++++ Data to process ++++

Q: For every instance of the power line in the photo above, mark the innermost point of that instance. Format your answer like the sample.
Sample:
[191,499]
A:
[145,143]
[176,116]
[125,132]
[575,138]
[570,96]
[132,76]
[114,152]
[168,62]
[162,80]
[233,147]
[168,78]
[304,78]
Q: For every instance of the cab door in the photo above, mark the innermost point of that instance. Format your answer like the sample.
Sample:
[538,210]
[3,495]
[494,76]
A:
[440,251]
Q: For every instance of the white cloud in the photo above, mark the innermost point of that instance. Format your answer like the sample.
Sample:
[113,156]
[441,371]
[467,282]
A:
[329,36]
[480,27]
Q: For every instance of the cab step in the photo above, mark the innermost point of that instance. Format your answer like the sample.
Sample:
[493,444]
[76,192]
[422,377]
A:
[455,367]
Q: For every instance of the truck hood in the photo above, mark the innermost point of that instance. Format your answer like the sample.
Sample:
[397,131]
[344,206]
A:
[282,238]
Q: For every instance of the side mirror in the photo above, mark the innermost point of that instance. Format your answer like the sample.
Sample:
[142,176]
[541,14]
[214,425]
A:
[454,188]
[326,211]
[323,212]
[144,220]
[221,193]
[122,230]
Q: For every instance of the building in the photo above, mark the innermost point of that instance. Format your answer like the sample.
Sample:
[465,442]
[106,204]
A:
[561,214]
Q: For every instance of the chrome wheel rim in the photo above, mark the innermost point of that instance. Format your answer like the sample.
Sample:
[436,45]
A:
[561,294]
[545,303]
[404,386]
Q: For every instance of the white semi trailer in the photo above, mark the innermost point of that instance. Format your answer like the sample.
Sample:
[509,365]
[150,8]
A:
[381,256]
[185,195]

++++

Set exercise:
Using the material above, print every entry exactly as written.

Task result:
Q: For every instance of the power line in the photo above, mark the innermost point of that instance. Format your answer like the sample.
Sample:
[191,499]
A:
[145,143]
[176,116]
[125,132]
[575,138]
[570,96]
[132,76]
[114,152]
[168,62]
[162,80]
[233,147]
[168,78]
[304,78]
Q: For every instance of the cab door in the photo above, mark the innermost point of that instance. Format your answer like the sample.
Sample:
[538,210]
[3,495]
[494,76]
A:
[440,251]
Q: For every instance of the white cloud in the photo above, mark the innermost point of that instance. Format your answer like the sample.
Sample:
[113,156]
[441,371]
[467,282]
A:
[329,36]
[480,27]
Q: For every instance of the cab step in the photo above, mark the innermost point of that instance. Format your answer like the sample.
Sample:
[493,444]
[76,192]
[422,377]
A:
[455,367]
Q: For every instance of the truck hood in the photo above, mark the innermost point of that instance. Format your answer like the sample.
Sample:
[397,131]
[344,206]
A:
[282,238]
Q: For every instance of the side mirror in the photo above, mark the innermost point of that instance. Format your answer like the sample.
Sample:
[142,176]
[541,14]
[214,425]
A:
[454,188]
[326,211]
[323,212]
[144,220]
[221,193]
[122,230]
Q: For every instance of the building in the photo above, mark the innermost point of that instance. Format your answer like the sample.
Sample:
[465,442]
[106,204]
A:
[561,214]
Q: For every instance of the chrome wheel rim in the photo above, mark the innermost point of that instance. Format your answer like the sample.
Sample:
[436,45]
A:
[561,294]
[545,303]
[404,386]
Q: For every instance of the white semi trailer in the photo above, mark the innermost point of that instance. Format your answer like the sample.
Sample:
[509,365]
[150,8]
A:
[381,256]
[185,195]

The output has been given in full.